(To be done)
Copy the listing word for word, everything from the line containing "petal shown in this photo, matching this sample?" down through the end of the listing.

(Material supplied)

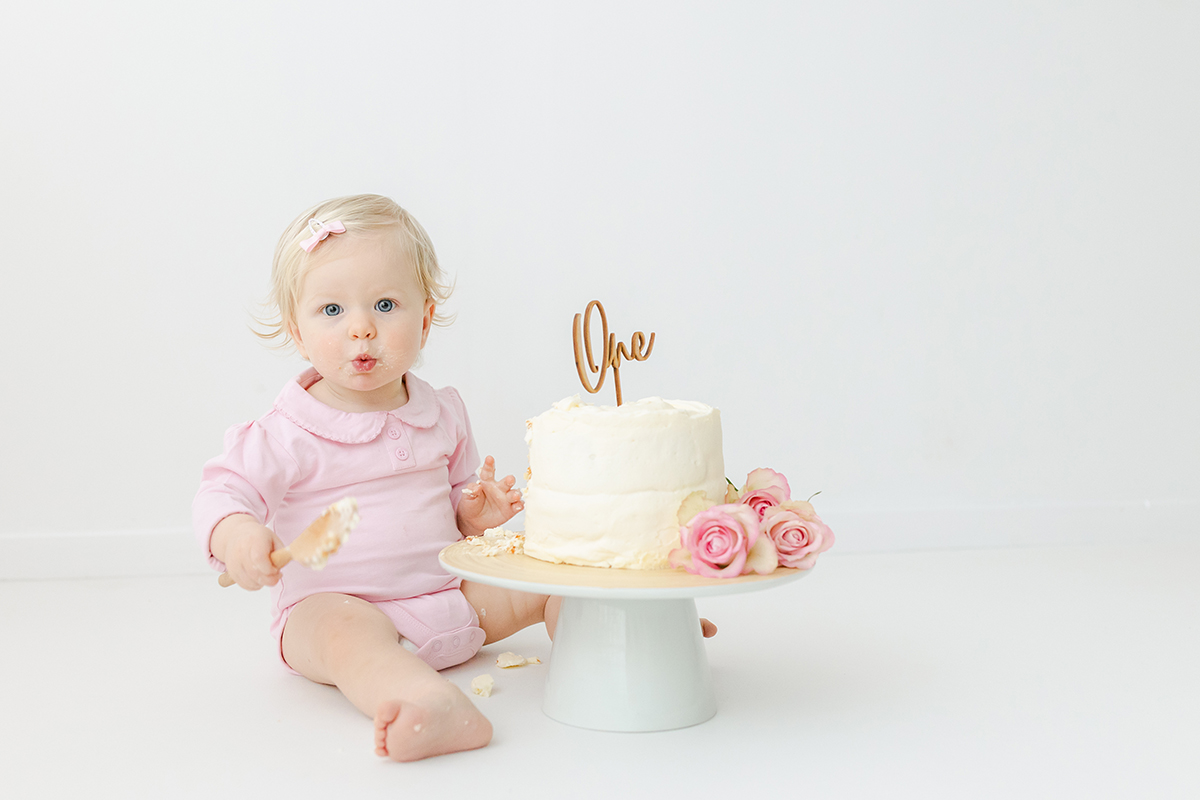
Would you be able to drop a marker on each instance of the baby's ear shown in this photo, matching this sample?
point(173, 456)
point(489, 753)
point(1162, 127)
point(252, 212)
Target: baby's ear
point(294, 335)
point(427, 320)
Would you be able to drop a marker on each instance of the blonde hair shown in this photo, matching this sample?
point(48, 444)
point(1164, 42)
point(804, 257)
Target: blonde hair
point(359, 214)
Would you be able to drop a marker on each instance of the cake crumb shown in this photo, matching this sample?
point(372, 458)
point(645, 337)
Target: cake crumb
point(497, 541)
point(483, 685)
point(509, 660)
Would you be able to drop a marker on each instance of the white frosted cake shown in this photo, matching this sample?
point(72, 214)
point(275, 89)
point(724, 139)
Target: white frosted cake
point(606, 482)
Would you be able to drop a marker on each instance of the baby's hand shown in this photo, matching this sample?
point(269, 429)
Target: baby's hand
point(487, 503)
point(245, 547)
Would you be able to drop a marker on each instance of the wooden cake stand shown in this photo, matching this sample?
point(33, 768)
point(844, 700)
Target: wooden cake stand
point(628, 651)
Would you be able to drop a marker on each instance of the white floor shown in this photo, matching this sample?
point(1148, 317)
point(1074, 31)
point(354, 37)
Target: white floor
point(1067, 672)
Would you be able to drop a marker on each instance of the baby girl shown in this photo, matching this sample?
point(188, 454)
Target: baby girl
point(357, 287)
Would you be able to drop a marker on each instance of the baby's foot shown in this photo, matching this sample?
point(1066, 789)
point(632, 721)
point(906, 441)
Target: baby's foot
point(443, 721)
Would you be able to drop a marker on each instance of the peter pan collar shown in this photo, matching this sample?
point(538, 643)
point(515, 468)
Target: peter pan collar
point(353, 427)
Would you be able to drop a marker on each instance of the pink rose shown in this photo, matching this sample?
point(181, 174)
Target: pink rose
point(797, 534)
point(717, 542)
point(765, 488)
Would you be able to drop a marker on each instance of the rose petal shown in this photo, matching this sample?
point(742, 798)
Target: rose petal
point(762, 558)
point(768, 479)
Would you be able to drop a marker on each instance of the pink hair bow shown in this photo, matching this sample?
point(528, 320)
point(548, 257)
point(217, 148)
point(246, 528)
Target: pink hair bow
point(319, 232)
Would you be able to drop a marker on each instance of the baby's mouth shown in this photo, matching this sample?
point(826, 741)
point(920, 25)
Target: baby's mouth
point(363, 362)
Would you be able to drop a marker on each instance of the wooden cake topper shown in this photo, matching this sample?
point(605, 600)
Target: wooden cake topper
point(613, 352)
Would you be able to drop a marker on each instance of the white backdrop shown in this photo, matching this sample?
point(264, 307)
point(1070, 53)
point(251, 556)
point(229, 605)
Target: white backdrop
point(935, 259)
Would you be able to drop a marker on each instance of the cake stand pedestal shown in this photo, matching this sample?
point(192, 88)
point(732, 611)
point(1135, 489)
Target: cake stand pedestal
point(628, 651)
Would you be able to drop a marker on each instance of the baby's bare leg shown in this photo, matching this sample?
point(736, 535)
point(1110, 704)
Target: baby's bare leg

(Correct answer)
Would you be able to drop a marker on each instance of the rose petal shown in this photo, matching this sample?
point(742, 798)
Target: rose petal
point(762, 558)
point(768, 479)
Would you be able to drop a marker on each instance of the pink hair bow shown in this photo, matching this sample?
point(528, 320)
point(548, 257)
point(217, 148)
point(246, 528)
Target: pink hair bow
point(319, 232)
Would you be able to drop a marker on each instance of the baby's mouth shown in this photo, matching this sample?
point(826, 741)
point(920, 25)
Target: baby's mouth
point(363, 362)
Would you be able to drop a marker on each instance of the wooden cake topper shown in this photo, matching this sample?
point(605, 600)
Target: wooden cake topper
point(613, 352)
Would you be able to drop a marker on each instance of the white backdrop shown in this photo, matching this sample?
point(264, 307)
point(1070, 53)
point(251, 556)
point(229, 605)
Target: white backdrop
point(935, 259)
Would you be able to drop a marker on each instance of the cake stand pedestal shown in this photo, matching this sample?
point(192, 88)
point(732, 611)
point(1135, 489)
Target: cake stand pedestal
point(628, 651)
Would you be able to drop a marker on each instance of the baby's bare leg shown in this photo, matching this sample?
point(736, 535)
point(1110, 704)
Target: baby's bare leg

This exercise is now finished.